# [Pedido escrito A]
Imprima na íntegra, sem nenhuma alteração, o trecho sobre a passagem de Franz von Werra pelo Recife.

# [Trecho da página]
-------------------------

Através de um documento (acima) da Delegacia de Ordem Política e Social, DOPS, de Recife, produzido em 5 de maio de 1942, descobrimos que realmente o piloto alemão quase colocou tudo a perder no Campo do Ibura. Nesse documento, produzido um ano depois da passagem de Franz von Werra pela capital pernambucana, existe a informação que um inspetor da Polícia Marítima desconfiou do jovem falastrão que se dizia “estudante” e apresentou o passaporte nº 298. Mas ficou só nisso.

A verdade é que Werra passou pelo Brasil e a polícia do ditador Getúlio Vargas nem se deu conta e nem tomou conhecimento. Isso se ele não recebeu algum tipo de ajuda de alguma autoridade brasileira. Situação que não duvido, dado o grande número de simpatizantes nazifascistas em nosso país.

Esquema de cores de um trimotor SM.82 da empresa LATI.

Na mesma tarde o fugitivo embarcou em um moderno Savoia Marchetti SM.82 de prefixo I-BATO. Era uma aeronave recém-construída, que transportava dez passageiros, possuía um piloto automático, banheiro, rádios aprimorados e dois tanques de combustível adicionais. Além da tripulação, o I-BATO transportava oito passageiros, sendo cinco alemães e três italianos, entre eles Werra e Portesi. A aeronave decolou do Ibura utilizando a potência máxima de seus três poderosos motores Alfa Romeo 128RC e chegou a Natal cerca de uma hora depois.

-------------------------

# [Dados fornecidos]
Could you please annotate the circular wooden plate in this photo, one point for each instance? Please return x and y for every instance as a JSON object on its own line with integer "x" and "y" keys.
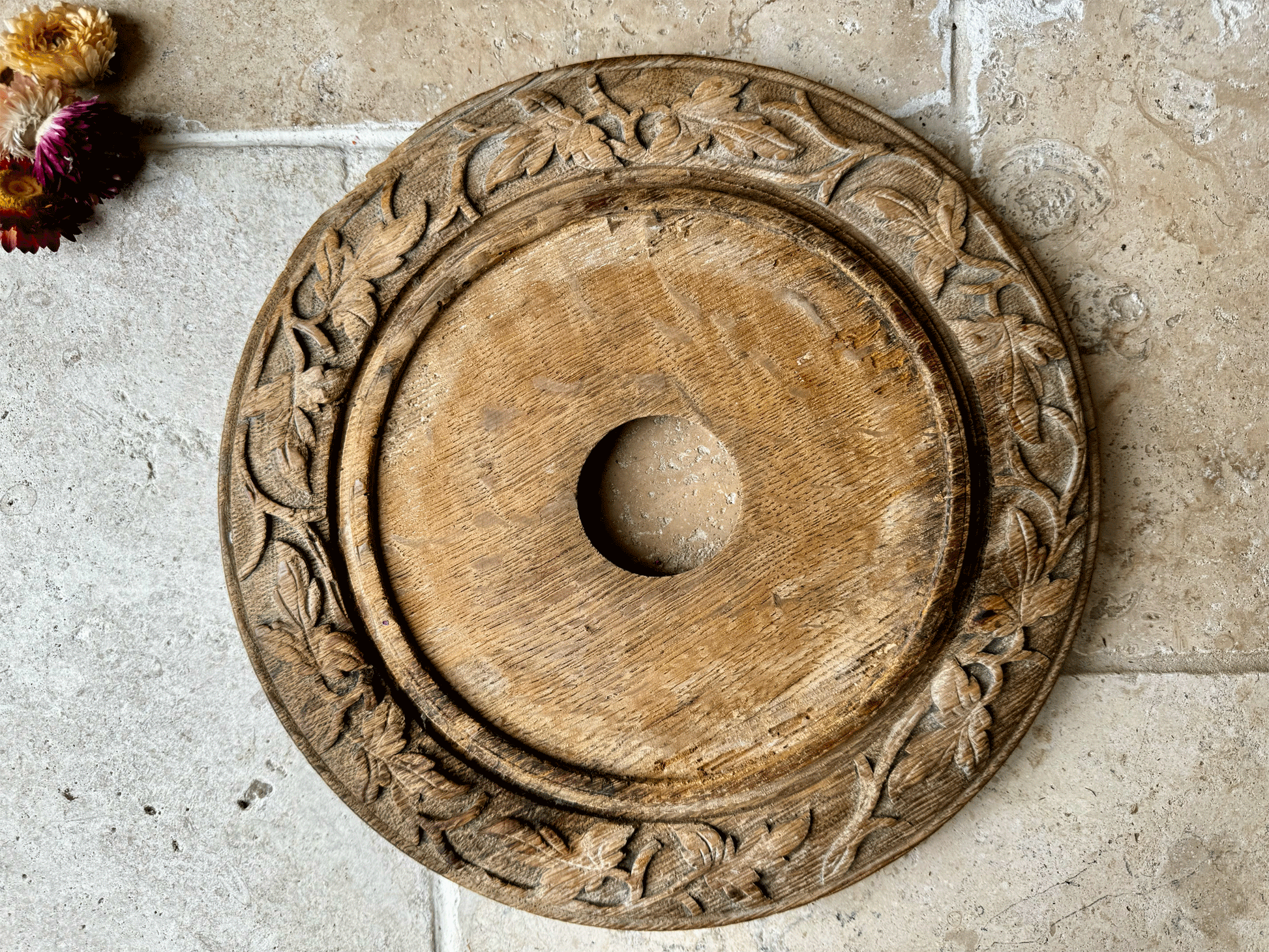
{"x": 660, "y": 496}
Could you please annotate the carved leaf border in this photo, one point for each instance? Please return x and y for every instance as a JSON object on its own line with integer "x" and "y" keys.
{"x": 354, "y": 719}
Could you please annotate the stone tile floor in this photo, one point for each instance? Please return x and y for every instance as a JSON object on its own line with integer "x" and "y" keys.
{"x": 1126, "y": 143}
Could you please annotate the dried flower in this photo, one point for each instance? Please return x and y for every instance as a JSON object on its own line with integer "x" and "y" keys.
{"x": 68, "y": 44}
{"x": 87, "y": 149}
{"x": 24, "y": 106}
{"x": 29, "y": 216}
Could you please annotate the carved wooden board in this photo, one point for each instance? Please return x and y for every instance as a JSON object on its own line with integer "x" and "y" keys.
{"x": 660, "y": 496}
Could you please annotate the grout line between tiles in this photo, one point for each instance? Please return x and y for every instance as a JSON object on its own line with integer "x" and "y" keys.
{"x": 378, "y": 136}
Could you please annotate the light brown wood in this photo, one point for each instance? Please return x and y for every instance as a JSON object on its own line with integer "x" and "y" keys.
{"x": 660, "y": 496}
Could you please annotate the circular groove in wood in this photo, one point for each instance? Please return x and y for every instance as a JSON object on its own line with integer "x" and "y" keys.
{"x": 404, "y": 493}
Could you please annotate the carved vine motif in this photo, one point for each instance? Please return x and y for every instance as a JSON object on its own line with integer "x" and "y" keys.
{"x": 674, "y": 132}
{"x": 1014, "y": 351}
{"x": 716, "y": 866}
{"x": 283, "y": 436}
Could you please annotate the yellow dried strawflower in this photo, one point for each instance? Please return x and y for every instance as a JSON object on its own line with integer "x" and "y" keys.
{"x": 68, "y": 44}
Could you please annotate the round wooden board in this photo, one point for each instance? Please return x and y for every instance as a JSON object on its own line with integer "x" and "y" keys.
{"x": 660, "y": 496}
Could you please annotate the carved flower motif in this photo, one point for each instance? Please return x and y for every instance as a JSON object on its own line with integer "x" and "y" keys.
{"x": 68, "y": 44}
{"x": 25, "y": 106}
{"x": 85, "y": 147}
{"x": 32, "y": 218}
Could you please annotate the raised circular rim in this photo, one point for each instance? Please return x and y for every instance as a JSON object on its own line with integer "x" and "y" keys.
{"x": 1041, "y": 528}
{"x": 374, "y": 390}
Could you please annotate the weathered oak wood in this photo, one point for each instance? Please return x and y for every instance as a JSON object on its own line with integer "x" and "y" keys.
{"x": 660, "y": 496}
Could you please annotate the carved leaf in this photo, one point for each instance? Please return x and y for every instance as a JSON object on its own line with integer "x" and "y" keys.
{"x": 417, "y": 775}
{"x": 1034, "y": 592}
{"x": 963, "y": 736}
{"x": 566, "y": 869}
{"x": 329, "y": 715}
{"x": 383, "y": 732}
{"x": 250, "y": 531}
{"x": 297, "y": 595}
{"x": 937, "y": 226}
{"x": 672, "y": 143}
{"x": 712, "y": 110}
{"x": 350, "y": 288}
{"x": 1018, "y": 351}
{"x": 287, "y": 644}
{"x": 925, "y": 756}
{"x": 551, "y": 127}
{"x": 526, "y": 151}
{"x": 736, "y": 872}
{"x": 336, "y": 653}
{"x": 331, "y": 260}
{"x": 318, "y": 386}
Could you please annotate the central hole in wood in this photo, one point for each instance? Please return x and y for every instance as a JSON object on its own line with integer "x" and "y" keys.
{"x": 659, "y": 496}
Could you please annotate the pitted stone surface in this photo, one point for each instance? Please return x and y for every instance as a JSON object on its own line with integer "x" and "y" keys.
{"x": 1126, "y": 143}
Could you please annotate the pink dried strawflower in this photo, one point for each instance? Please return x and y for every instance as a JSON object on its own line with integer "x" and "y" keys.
{"x": 32, "y": 217}
{"x": 68, "y": 44}
{"x": 87, "y": 149}
{"x": 24, "y": 106}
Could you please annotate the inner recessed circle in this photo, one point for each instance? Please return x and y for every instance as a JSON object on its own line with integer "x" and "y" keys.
{"x": 659, "y": 496}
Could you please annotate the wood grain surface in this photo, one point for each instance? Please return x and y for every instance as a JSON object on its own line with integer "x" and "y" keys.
{"x": 660, "y": 496}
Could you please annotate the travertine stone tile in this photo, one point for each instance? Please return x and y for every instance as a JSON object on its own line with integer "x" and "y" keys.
{"x": 240, "y": 65}
{"x": 1131, "y": 818}
{"x": 1127, "y": 143}
{"x": 149, "y": 796}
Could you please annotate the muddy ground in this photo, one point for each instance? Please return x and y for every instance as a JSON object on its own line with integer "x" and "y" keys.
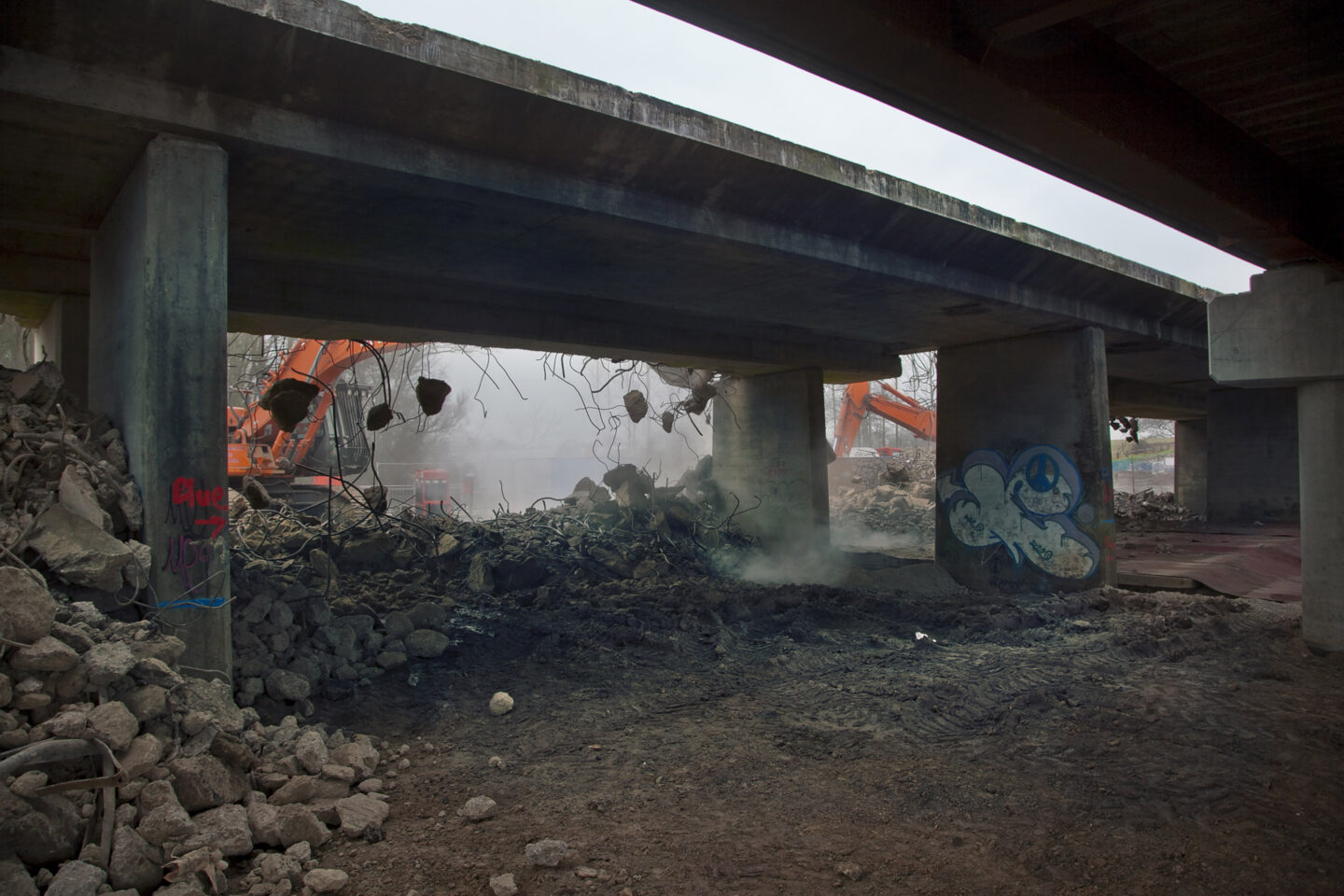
{"x": 724, "y": 737}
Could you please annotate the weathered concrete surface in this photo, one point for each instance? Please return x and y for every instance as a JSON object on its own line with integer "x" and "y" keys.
{"x": 158, "y": 370}
{"x": 1253, "y": 469}
{"x": 770, "y": 458}
{"x": 1320, "y": 412}
{"x": 1025, "y": 492}
{"x": 1193, "y": 465}
{"x": 1283, "y": 458}
{"x": 1288, "y": 329}
{"x": 63, "y": 339}
{"x": 1221, "y": 121}
{"x": 391, "y": 182}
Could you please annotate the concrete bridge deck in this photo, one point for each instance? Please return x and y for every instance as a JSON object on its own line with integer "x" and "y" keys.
{"x": 387, "y": 180}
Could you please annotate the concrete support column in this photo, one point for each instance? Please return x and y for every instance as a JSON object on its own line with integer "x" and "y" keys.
{"x": 1025, "y": 491}
{"x": 1253, "y": 455}
{"x": 770, "y": 453}
{"x": 1289, "y": 330}
{"x": 1320, "y": 414}
{"x": 1193, "y": 465}
{"x": 158, "y": 311}
{"x": 63, "y": 339}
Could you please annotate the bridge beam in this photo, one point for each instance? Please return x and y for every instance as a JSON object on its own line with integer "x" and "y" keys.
{"x": 158, "y": 314}
{"x": 1025, "y": 489}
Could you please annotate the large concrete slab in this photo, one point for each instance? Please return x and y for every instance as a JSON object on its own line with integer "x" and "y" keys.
{"x": 393, "y": 182}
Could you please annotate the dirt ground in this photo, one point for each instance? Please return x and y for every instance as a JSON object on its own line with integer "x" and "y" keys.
{"x": 724, "y": 737}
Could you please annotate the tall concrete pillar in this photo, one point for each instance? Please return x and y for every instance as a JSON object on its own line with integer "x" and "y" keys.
{"x": 63, "y": 339}
{"x": 770, "y": 457}
{"x": 1252, "y": 448}
{"x": 1025, "y": 485}
{"x": 1289, "y": 330}
{"x": 158, "y": 315}
{"x": 1193, "y": 465}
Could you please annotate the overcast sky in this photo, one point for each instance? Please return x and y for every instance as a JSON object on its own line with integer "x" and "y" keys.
{"x": 645, "y": 51}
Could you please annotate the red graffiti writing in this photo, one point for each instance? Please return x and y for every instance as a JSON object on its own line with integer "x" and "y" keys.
{"x": 217, "y": 522}
{"x": 189, "y": 559}
{"x": 185, "y": 493}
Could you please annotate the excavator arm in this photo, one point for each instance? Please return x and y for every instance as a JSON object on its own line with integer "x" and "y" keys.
{"x": 250, "y": 428}
{"x": 901, "y": 410}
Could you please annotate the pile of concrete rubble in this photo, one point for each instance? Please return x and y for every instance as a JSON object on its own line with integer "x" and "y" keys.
{"x": 888, "y": 496}
{"x": 1151, "y": 510}
{"x": 118, "y": 774}
{"x": 122, "y": 774}
{"x": 67, "y": 503}
{"x": 326, "y": 605}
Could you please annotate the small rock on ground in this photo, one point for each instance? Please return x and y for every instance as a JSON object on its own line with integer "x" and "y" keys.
{"x": 546, "y": 852}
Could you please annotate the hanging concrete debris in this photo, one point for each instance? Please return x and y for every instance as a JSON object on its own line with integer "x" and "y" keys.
{"x": 287, "y": 400}
{"x": 430, "y": 394}
{"x": 379, "y": 415}
{"x": 636, "y": 406}
{"x": 259, "y": 497}
{"x": 703, "y": 385}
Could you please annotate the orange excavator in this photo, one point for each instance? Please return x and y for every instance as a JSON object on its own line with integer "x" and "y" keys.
{"x": 901, "y": 410}
{"x": 327, "y": 446}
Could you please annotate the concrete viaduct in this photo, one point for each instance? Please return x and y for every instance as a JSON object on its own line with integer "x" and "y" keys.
{"x": 171, "y": 170}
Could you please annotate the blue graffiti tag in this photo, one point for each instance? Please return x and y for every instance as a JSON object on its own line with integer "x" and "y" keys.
{"x": 1027, "y": 507}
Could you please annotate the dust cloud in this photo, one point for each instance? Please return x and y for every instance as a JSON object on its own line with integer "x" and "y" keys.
{"x": 521, "y": 427}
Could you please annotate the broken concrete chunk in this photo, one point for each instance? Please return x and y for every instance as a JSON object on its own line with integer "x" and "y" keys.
{"x": 113, "y": 724}
{"x": 107, "y": 661}
{"x": 45, "y": 654}
{"x": 134, "y": 862}
{"x": 430, "y": 394}
{"x": 326, "y": 880}
{"x": 77, "y": 879}
{"x": 203, "y": 782}
{"x": 311, "y": 751}
{"x": 546, "y": 852}
{"x": 636, "y": 406}
{"x": 223, "y": 828}
{"x": 141, "y": 562}
{"x": 287, "y": 400}
{"x": 79, "y": 551}
{"x": 27, "y": 610}
{"x": 427, "y": 644}
{"x": 77, "y": 493}
{"x": 480, "y": 578}
{"x": 479, "y": 809}
{"x": 297, "y": 823}
{"x": 359, "y": 813}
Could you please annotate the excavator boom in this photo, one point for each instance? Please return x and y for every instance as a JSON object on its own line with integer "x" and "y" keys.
{"x": 901, "y": 410}
{"x": 256, "y": 443}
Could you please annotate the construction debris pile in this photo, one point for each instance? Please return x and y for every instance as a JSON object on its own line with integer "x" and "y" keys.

-------------------------

# [Pedido escrito B]
Devolva cada uma das linhas acima que contenha a palavra "leaf". Diferencie maiúsculas de minúsculas.

# [Resposta final A]
Através de um documento (acima) da Delegacia de Ordem Política e Social, DOPS, de Recife, produzido em 5 de maio de 1942, descobrimos que realmente o piloto alemão quase colocou tudo a perder no Campo do Ibura. Nesse documento, produzido um ano depois da passagem de Franz von Werra pela capital pernambucana, existe a informação que um inspetor da Polícia Marítima desconfiou do jovem falastrão que se dizia “estudante” e apresentou o passaporte nº 298. Mas ficou só nisso.

A verdade é que Werra passou pelo Brasil e a polícia do ditador Getúlio Vargas nem se deu conta e nem tomou conhecimento. Isso se ele não recebeu algum tipo de ajuda de alguma autoridade brasileira. Situação que não duvido, dado o grande número de simpatizantes nazifascistas em nosso país.

Esquema de cores de um trimotor SM.82 da empresa LATI.

Na mesma tarde o fugitivo embarcou em um moderno Savoia Marchetti SM.82 de prefixo I-BATO. Era uma aeronave recém-construída, que transportava dez passageiros, possuía um piloto automático, banheiro, rádios aprimorados e dois tanques de combustível adicionais. Além da tripulação, o I-BATO transportava oito passageiros, sendo cinco alemães e três italianos, entre eles Werra e Portesi. A aeronave decolou do Ibura utilizando a potência máxima de seus três poderosos motores Alfa Romeo 128RC e chegou a Natal cerca de uma hora depois.

# [Resposta final B]
Could you please annotate the carved leaf border in this photo, one point for each instance? Please return x and y for every instance as a JSON object on its own line with integer "x" and "y" keys.
Could you please annotate the carved leaf in this photo, one point for each instance? Please return x and y for every instance as a JSON object on its own line with integer "x" and "y" keys.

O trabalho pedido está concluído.